Written instruction:
Extract each line of the data and write it out again exactly.

Object pointing dataset rows:

━━━━

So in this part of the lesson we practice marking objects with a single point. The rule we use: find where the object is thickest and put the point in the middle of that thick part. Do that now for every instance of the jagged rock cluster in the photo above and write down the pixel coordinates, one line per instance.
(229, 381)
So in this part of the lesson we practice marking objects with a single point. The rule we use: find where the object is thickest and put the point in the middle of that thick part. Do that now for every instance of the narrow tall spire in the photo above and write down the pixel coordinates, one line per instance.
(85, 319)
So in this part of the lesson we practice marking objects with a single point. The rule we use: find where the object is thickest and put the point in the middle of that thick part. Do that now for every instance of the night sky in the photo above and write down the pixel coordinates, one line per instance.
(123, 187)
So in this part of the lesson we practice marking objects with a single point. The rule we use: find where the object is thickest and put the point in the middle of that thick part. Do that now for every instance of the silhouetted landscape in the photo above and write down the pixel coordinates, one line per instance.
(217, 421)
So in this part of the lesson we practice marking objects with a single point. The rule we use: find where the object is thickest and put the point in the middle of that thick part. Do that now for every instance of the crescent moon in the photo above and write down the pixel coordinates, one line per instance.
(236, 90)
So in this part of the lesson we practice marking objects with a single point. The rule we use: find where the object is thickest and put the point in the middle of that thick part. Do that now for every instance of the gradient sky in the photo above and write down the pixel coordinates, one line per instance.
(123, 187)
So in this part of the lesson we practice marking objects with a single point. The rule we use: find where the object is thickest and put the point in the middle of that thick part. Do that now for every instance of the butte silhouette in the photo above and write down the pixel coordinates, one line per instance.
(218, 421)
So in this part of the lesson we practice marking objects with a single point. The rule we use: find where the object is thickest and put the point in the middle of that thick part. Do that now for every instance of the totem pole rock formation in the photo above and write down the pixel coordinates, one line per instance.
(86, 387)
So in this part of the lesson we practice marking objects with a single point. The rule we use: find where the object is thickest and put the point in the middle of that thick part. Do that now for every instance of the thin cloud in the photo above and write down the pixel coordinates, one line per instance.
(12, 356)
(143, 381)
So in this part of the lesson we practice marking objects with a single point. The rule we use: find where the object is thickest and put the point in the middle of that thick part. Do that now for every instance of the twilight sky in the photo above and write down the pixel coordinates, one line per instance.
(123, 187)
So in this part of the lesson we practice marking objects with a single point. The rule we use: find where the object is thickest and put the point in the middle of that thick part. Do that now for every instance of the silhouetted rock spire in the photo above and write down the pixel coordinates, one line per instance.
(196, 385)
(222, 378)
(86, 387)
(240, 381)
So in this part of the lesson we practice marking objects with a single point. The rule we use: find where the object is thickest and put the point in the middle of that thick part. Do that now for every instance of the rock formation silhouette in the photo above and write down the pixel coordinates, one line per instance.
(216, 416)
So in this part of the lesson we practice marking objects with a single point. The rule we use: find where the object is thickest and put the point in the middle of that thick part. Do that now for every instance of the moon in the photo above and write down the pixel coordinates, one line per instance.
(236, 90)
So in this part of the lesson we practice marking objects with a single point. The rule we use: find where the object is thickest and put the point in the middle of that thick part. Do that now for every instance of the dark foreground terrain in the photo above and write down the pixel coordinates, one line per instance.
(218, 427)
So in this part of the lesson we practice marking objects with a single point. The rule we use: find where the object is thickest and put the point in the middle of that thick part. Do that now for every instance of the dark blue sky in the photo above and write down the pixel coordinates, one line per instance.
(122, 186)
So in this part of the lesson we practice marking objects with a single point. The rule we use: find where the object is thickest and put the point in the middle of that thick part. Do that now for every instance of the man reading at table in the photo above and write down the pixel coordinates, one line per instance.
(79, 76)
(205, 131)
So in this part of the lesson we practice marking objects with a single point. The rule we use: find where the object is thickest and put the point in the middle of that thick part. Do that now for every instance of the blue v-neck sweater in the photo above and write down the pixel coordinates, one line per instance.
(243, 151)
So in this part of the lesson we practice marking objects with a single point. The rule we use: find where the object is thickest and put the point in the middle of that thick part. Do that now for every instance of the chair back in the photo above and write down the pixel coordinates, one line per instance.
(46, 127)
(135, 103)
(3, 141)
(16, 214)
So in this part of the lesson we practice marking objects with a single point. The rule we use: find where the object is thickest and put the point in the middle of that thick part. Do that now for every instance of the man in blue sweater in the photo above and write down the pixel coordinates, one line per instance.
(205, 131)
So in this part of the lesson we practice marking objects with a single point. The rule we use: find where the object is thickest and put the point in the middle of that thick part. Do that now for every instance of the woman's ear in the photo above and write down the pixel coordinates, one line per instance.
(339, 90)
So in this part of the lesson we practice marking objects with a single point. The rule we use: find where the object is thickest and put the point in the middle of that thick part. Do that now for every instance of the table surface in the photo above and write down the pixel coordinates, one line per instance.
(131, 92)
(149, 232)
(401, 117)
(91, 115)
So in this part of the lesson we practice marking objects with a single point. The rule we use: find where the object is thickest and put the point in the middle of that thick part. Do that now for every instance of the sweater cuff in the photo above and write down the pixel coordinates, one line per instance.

━━━━

Response below:
So in this part of the lesson we practice marking objects with a single point. The rule we use: find where the object is thickest and put the point in the middle of that thick part. Do that now for every instance of the jagged rock cluster in the photo above and write down the pixel coordinates, one line per instance.
(229, 381)
So in this part of the lesson we practice marking objects with a single point. The rule we use: find where the object is thickest and put the point in the middle of that thick part. Do that now for every instance of the narrow tall spire in the photo above and write down the pixel coordinates, one line per instance.
(85, 319)
So in this part of the lesson we practice marking objects with a single point. The rule we use: find where the object is thickest and put the point in the middle of that thick part. Do that now for every instance of the night sky in the photo above and write down the pixel coordinates, one line per instance.
(123, 187)
So in this part of the lesson we practice marking objects with a single point. The rule we use: find where the object is thickest and put the point in the middle of that thick part. Do that now for every instance of the silhouetted landscape in the photo above and write down the pixel coordinates, one line per instance.
(217, 421)
So in this part of the lesson we practice marking objects with a single point. The rule we use: find where the object is thickest and put the point in the middle of that thick part. Do that now for every instance of the crescent moon in the photo above and write down the pixel coordinates, one line per instance.
(236, 90)
So in this part of the lesson we practice marking objects with a single point. The rule we use: find where the object is thickest and put the point in the middle of that thick part. Do that now for every instance of the gradient sky in the photo above and write down the pixel coordinates, one line per instance.
(123, 187)
So in this part of the lesson we practice marking objects with a single point. The rule we use: find where the object is thickest and put the point in the middle of that thick part. Do that now for every instance of the butte silhouette in the photo above and write down the pixel coordinates, one line per instance.
(218, 421)
So in this part of the lesson we practice marking objects with a single point. The rule we use: find where the object is thickest and put the point in the middle of that thick part. Do that now for every instance of the totem pole rock formation in the photo above and write down the pixel coordinates, one line per instance.
(86, 387)
So in this part of the lesson we practice marking objects with a single point. The rule we use: find where the object is thickest and put the point in the middle of that thick part. Do that now for every instance of the thin cloud in the photo above and write down the pixel coordinates, one line per instance.
(12, 356)
(143, 381)
So in this part of the lesson we practice marking objects with a single point. The rule we use: find where the object is thickest and put the point in the middle of that thick part. Do that now for every instance of the twilight sky in the photo above and write down the pixel coordinates, one line per instance.
(123, 187)
So in this part of the lesson we practice marking objects with a single point. The rule we use: find where the object is thickest and put the point in the middle of that thick part. Do that now for every instance of the silhouetted rock spire in the photo above and write down the pixel coordinates, one line per instance.
(196, 385)
(222, 378)
(86, 387)
(240, 381)
So in this part of the lesson we practice marking objects with a single point. The rule we use: find where the object is thickest and put the point in the middle of that thick part. Do that now for every instance of the rock formation silhouette in the photo above and write down the pixel coordinates, one line per instance.
(216, 416)
So in this part of the lesson we practice marking objects with a single point. The rule we use: find where the object is thickest and put the point in the middle of that thick part. Do that now for every instance of the moon in the photo above and write down the pixel coordinates, one line per instance.
(236, 90)
So in this part of the lesson we practice marking objects with a single point. The rule we use: find where the object is thickest and put the point in the middle of that thick part. Do that now for every instance of the dark foreground terrain in the photo above and write down the pixel coordinates, one line per instance.
(218, 427)
So in this part of the lesson we practice marking objects with a single point. The rule we use: find where the object is thickest and put the point in the middle of that thick part. Do that now for every instance of the dark blue sky in the photo above and write down the pixel coordinates, one line per instance.
(122, 186)
So in this part of the lesson we practice marking objects with a single point. The rule we use: find where the object is thickest and put the point in the middle of that thick part. Do that now for every instance of the man reading at table in the photo above and write down the pixel coordinates, one line per instance.
(79, 76)
(205, 131)
So in this part of the lesson we practice marking objects with a single point. The rule we use: find where the object is thickest and put the point in the middle of that thick part. Do that now for every instance of the blue v-neck sweater in the photo above and write down the pixel coordinates, one line per instance.
(243, 151)
So in this part of the lesson we practice marking objects with a single point. The rule we use: find where the object is thickest and put the point in the middle of that thick part. Do that now for every instance of the chair back in the photo above and write down the pixel coordinates, one line per instance.
(46, 127)
(135, 103)
(3, 141)
(16, 214)
So in this part of the lesson we practice marking objects with a single point. The rule we use: find where the object is thickest and put the point in the middle of that thick part. Do that now for every instance of the man in blue sweater in the photo above and write down the pixel coordinates, one line per instance.
(205, 131)
So in this part of the lesson we practice marking objects with a single point. The rule we use: find where the object is thickest and put the point in the middle of that thick part. Do that now for every instance of the woman's ear in the photo above and write down the pixel coordinates, one line per instance.
(339, 90)
So in this part of the lesson we practice marking objects with a single point. The rule we use: find where the object is thickest and put the point in the middle of that thick part. Do that now for every instance of the table surface in the photo above and write down the pixel coordinates, one line per instance.
(131, 92)
(149, 232)
(401, 117)
(91, 115)
So in this part of the lesson we practice marking objects with a single point. The rule we use: find where the object is thickest and put the point in the middle of that thick part. Do that now for every instance of the sweater cuff in the photo above and write down the pixel coordinates, one line per instance.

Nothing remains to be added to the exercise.